* [WORK TO BE COMPLETED]
From the entries that follow, report every line in which "this" occurs.

* [EXERCISE MATERIALS]
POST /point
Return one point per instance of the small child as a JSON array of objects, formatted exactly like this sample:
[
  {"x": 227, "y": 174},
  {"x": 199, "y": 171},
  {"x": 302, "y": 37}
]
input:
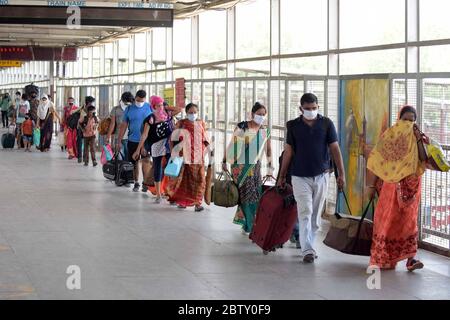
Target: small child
[
  {"x": 89, "y": 124},
  {"x": 27, "y": 132}
]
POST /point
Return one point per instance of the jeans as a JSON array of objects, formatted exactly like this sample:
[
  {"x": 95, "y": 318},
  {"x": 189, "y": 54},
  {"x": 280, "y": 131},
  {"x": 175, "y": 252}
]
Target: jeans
[
  {"x": 5, "y": 119},
  {"x": 310, "y": 194},
  {"x": 80, "y": 144},
  {"x": 89, "y": 145}
]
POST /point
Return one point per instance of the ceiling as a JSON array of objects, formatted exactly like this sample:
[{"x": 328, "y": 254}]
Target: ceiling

* [OUTPUT]
Return one point per instance of the small child as a JSON array of objects, formatted exactly like this sample:
Return one point per instance of the jeans as a JSON array of objects, formatted exactly like this sample:
Return one point per instance of the ceiling as a JSON array of objects, formatted exactly like this sample:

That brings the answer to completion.